───── Available data
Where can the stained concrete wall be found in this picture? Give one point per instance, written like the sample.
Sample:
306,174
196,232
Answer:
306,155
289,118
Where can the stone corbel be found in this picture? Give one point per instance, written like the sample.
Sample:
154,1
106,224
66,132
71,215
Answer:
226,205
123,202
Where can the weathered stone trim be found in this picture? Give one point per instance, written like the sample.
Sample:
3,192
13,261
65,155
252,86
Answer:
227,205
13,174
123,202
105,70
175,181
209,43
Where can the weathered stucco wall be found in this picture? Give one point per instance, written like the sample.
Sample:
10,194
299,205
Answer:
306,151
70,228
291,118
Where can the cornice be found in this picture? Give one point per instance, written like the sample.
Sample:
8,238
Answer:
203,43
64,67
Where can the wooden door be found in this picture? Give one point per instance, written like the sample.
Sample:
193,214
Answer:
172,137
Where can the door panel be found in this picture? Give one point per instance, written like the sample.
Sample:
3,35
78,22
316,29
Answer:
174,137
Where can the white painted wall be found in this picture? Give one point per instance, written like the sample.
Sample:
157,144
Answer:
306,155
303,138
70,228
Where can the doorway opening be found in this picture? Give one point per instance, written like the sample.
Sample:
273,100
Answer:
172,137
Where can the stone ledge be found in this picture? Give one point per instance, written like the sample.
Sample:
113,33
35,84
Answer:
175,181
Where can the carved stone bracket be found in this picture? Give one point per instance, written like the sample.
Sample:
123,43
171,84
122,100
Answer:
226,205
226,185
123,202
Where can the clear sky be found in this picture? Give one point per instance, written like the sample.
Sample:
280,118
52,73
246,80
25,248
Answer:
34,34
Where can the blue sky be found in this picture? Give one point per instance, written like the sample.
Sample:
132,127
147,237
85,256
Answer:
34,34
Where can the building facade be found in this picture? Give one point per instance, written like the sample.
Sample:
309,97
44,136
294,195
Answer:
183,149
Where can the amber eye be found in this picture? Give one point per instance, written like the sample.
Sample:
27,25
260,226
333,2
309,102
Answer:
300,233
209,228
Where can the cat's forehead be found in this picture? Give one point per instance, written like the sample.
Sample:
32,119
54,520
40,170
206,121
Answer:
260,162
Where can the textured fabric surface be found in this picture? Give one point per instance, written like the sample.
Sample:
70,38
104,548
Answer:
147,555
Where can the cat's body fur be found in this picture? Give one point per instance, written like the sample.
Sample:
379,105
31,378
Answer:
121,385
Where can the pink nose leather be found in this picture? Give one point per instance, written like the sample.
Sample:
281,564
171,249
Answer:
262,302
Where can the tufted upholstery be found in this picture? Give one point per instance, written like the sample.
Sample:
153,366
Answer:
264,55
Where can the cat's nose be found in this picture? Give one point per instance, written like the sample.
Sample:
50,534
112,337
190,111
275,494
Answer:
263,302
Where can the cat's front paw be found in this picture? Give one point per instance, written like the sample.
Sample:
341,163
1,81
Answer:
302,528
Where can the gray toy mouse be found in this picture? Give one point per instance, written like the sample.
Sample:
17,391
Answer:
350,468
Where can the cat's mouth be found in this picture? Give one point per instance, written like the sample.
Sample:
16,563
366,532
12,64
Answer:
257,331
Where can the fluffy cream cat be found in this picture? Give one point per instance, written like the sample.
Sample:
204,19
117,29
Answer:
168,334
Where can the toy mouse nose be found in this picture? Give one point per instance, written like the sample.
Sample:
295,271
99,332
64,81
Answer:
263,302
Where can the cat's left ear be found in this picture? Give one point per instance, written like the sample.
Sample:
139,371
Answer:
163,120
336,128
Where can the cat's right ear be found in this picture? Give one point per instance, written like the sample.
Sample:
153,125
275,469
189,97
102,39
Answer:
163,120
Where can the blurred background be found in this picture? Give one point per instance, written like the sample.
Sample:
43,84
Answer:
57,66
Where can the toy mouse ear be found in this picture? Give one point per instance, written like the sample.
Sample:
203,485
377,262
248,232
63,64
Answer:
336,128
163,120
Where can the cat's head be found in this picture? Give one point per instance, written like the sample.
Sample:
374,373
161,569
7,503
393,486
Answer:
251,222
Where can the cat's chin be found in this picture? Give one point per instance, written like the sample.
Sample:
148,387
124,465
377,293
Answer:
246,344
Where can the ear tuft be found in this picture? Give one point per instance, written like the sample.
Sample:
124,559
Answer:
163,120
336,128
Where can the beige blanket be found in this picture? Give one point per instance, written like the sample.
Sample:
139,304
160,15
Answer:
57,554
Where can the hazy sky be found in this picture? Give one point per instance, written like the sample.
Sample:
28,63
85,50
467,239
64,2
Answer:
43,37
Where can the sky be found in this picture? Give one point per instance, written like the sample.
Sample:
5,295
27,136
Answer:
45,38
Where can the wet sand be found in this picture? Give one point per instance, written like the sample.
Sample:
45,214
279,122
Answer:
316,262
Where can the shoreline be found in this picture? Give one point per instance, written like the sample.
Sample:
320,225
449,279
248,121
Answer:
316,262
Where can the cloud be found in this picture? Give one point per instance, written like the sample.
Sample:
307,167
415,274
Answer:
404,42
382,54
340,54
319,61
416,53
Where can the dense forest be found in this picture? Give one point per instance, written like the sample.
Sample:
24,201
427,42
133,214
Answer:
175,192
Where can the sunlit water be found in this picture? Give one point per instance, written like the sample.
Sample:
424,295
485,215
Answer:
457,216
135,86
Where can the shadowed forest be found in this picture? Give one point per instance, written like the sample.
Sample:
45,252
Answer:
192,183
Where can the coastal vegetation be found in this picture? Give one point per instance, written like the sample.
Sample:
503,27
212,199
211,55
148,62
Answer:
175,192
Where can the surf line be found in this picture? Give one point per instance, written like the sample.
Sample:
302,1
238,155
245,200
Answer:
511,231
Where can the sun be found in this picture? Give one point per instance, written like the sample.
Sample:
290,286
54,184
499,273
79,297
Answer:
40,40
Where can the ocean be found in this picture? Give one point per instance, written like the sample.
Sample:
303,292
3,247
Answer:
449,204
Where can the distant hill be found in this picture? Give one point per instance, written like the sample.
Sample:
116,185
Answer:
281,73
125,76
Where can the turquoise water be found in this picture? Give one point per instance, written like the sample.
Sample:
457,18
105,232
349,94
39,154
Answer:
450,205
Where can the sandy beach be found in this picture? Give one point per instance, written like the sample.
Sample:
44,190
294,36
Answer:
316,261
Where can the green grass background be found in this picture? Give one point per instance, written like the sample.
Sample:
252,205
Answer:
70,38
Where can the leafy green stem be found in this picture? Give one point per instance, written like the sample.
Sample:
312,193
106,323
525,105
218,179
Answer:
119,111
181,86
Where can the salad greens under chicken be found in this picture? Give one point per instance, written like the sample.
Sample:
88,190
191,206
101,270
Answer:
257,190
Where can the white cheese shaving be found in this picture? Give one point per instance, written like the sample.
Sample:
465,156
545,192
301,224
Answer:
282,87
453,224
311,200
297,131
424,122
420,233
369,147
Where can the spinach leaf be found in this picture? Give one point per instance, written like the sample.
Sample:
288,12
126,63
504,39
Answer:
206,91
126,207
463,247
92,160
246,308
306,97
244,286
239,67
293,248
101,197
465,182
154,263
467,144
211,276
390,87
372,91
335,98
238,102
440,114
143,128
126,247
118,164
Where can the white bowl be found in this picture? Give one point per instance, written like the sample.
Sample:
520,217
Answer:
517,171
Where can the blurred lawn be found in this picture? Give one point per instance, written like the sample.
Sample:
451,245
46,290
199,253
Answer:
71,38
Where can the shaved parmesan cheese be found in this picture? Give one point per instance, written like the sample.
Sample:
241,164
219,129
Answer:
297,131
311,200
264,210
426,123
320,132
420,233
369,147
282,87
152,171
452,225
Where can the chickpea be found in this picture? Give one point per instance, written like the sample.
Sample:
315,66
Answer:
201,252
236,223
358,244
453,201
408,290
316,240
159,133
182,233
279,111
──────────
_The exercise_.
From the records above, extract every entry exactly as given.

_Response_.
Where can the stained concrete wall be found in this picture? Give one point per instance, written like the sample.
Sample:
306,174
196,232
Answer:
306,155
289,118
Where can the stone corbel be found in this picture? Give one point per instance, written like the sample.
Sample:
154,1
106,224
66,132
71,215
Answer:
226,205
123,202
Where can the weathered stone trim be found in this picture? Give one point per instance, written like the sample.
Sample:
3,192
13,261
65,155
252,86
Answer:
227,205
13,174
123,202
105,70
175,181
209,43
Where can the weathered stucco wall be found in this picture? Give one point per instance, written like the sample.
Sample:
10,194
299,205
Answer:
306,151
70,228
291,118
Where can the cornice be found in this picture? Give one point per instance, written like the sample.
Sample:
8,238
Answer:
203,43
64,67
Where can the wooden door be found in this picture? Give one point per instance, written like the sample.
Sample:
193,214
Answer:
172,137
Where can the door panel be found in this picture? Give one point per instance, written like the sample.
Sample:
3,35
78,22
316,29
Answer:
174,137
Where can the white painted wall be found in this picture? Give one point per instance, written like the sample.
Sample:
157,144
Answer:
306,155
303,138
70,228
Where can the doorway opening be found in this picture? Give one point per instance, written like the sample.
Sample:
273,100
Answer:
172,137
Where can the stone ledge be found in this picture? Give one point per instance, written like the sample.
Sample:
113,33
35,84
Answer:
175,181
Where can the carved stone bracket be found in this picture? Give one point per instance, written like the sample.
Sample:
123,43
171,84
122,100
Answer:
226,205
226,185
123,202
Where can the clear sky be found in this picture? Give one point per instance, written like the sample.
Sample:
280,118
52,73
246,80
25,248
Answer:
34,34
Where can the blue sky be found in this picture? Give one point per instance, written like the sample.
Sample:
132,127
147,237
85,256
Answer:
34,34
Where can the building facade be found in this picture? Give one point per instance, written like the sample.
Sample:
309,97
44,136
294,195
Answer:
183,149
Where can the amber eye be found in this picture? Give one point per instance, written like the sample.
Sample:
27,25
260,226
333,2
309,102
Answer:
300,233
209,228
Where can the cat's forehead be found in this picture? Give one point per instance, written like the sample.
Sample:
32,119
54,520
40,170
206,121
Answer:
260,162
Where can the textured fabric surface be found in this picture? Give one point per instance, written like the sample.
Sample:
70,38
104,548
Answer:
147,555
Where can the cat's body fur be found in this picture? Give one point per instance, written like the sample.
Sample:
379,105
31,378
Answer:
121,385
Where can the pink nose leather be found in this picture? Give one point per instance, written like the sample.
Sample:
281,564
171,249
Answer:
262,302
Where can the tufted upholstery be found in this picture? Give one point per instance, written like the sample.
Sample:
153,366
Answer:
264,55
Where can the cat's nose be found in this picture? Give one point per instance, written like the sample.
Sample:
50,534
112,337
190,111
275,494
Answer:
263,302
Where can the cat's front paw be found in this picture? Give one point per instance, written like the sample.
Sample:
341,163
1,81
Answer:
302,528
Where can the gray toy mouse be found in this picture? Give one point per instance, written like the sample.
Sample:
17,391
Answer:
350,468
Where can the cat's mouth be found in this picture? Give one point per instance, written like the sample.
Sample:
16,563
366,532
12,64
Answer:
257,331
Where can the fluffy cream cat be found in this picture? Give one point per instance, written like the sample.
Sample:
204,19
117,29
Answer:
168,334
Where can the toy mouse nose be found in this picture? Give one point per instance, written like the sample.
Sample:
295,271
99,332
64,81
Answer:
263,302
Where can the cat's left ear be found in this picture? Give one point per instance, written like the sample.
Sample:
139,371
Answer:
163,120
336,128
Where can the cat's right ear be found in this picture? Give one point per instance, written like the sample.
Sample:
153,125
275,469
189,97
102,39
Answer:
163,120
Where can the blurred background be found in this picture? Give one point per instance, written like the sample.
Sample:
43,84
Answer:
57,66
Where can the toy mouse ear be found in this picture? Give one point per instance, written like the sample.
Sample:
203,485
377,262
248,232
63,64
Answer:
336,128
163,120
Where can the cat's head be found in this picture? Give one point per instance, written like the sample.
Sample:
374,373
161,569
7,503
393,486
Answer:
251,222
Where can the cat's chin be found in this picture? Give one point per instance, written like the sample.
Sample:
148,387
124,465
377,293
Answer:
246,344
Where can the ear tuft be found in this picture? Give one point per instance, written like the sample.
Sample:
124,559
Answer:
163,120
336,128
Where can the beige blanket be found in this picture? Give one point per instance, written like the sample.
Sample:
139,304
160,15
Answer:
57,554
Where can the hazy sky be found in this picture? Give one point per instance, written like the sample.
Sample:
28,63
85,50
467,239
64,2
Answer:
43,37
Where can the sky be found in this picture? Give one point per instance, written like the sample.
Sample:
5,295
27,136
Answer:
45,38
Where can the wet sand be found in this picture? Give one point per instance, written like the sample.
Sample:
45,214
279,122
Answer:
316,262
Where can the shoreline be found in this picture? Give one point per instance, written like the sample.
Sample:
320,225
449,279
248,121
Answer:
316,262
Where can the cloud be found in this picture? Give one point per instance, written like the sample.
Sample:
307,167
415,274
Answer:
404,42
382,54
340,54
319,61
416,53
Where can the dense forest be found in this picture? Give one point per instance, written like the sample.
Sample:
24,201
427,42
133,214
Answer:
175,192
Where can the sunlit water be found in this picture? Give one point per instance, written like the sample.
Sample:
424,295
485,215
Answer:
457,216
135,86
Where can the shadowed forest be found in this picture? Give one point per instance, written like the sample.
Sample:
45,252
Answer:
192,183
Where can the coastal vegetation be found in this picture? Give one point per instance, written like the sample.
Sample:
503,27
212,199
211,55
148,62
Answer:
175,192
Where can the surf line be found in this picture? Give one point per instance, written like the sample.
Sample:
302,1
238,155
245,200
Answer:
511,231
Where can the sun be found in this picture? Give one point per instance, written like the sample.
Sample:
290,286
54,184
499,273
79,297
Answer:
40,40
Where can the ocean be found in this picture? Give one point per instance, written like the sample.
Sample:
303,292
3,247
Answer:
449,204
Where can the distant hill be found in this picture? Give one point per instance, written like the sample.
Sample:
116,185
Answer:
281,73
125,76
Where can the turquoise water be found in this picture? Give one point per instance, written like the sample.
Sample:
457,18
105,232
349,94
39,154
Answer:
450,205
Where can the sandy beach be found in this picture? Give one point per instance, written like the sample.
Sample:
44,190
294,36
Answer:
316,261
Where can the green grass background be found in this picture? Give one point per instance, written like the sample.
Sample:
252,205
Answer:
70,38
Where can the leafy green stem be found in this picture? Give one point per instance, written like the sample.
Sample:
312,193
106,323
525,105
218,179
Answer:
119,111
181,86
Where can the salad greens under chicken be found in this picture? Give one point per instance, written like the sample.
Sample:
88,190
191,206
101,270
Answer:
257,190
Where can the white cheese shaving be found in this picture? Give one point per instance, written like the sample.
Sample:
465,156
545,192
301,224
Answer:
282,87
453,224
311,200
297,131
424,122
420,233
369,147
Where can the spinach leaf be found in this picture? Give one point per instance, written like the sample.
Sample:
288,12
126,63
504,39
Answer:
206,91
126,207
463,247
92,160
246,308
306,97
244,286
239,67
293,248
101,197
465,182
154,263
467,144
211,276
390,87
372,91
335,98
238,102
440,114
143,128
126,247
118,164
Where can the white bowl be found in this picture? Give one point per instance, written like the sample.
Sample:
520,217
Answer:
517,171
Where can the blurred lawn be found in this picture? Give one point per instance, written like the sample.
Sample:
451,245
46,290
199,253
Answer:
71,38
Where can the shaved parmesan cheese be found in this picture? Give one point per instance, written like the sample.
Sample:
241,164
219,129
Answer:
297,131
311,200
264,210
426,123
320,132
420,233
369,147
282,87
152,171
452,225
Where can the chickpea be found in this picture? Give one point per instance, written like the sample.
Sample:
315,66
Answer:
201,252
236,223
358,244
453,201
408,290
316,240
159,133
182,233
279,111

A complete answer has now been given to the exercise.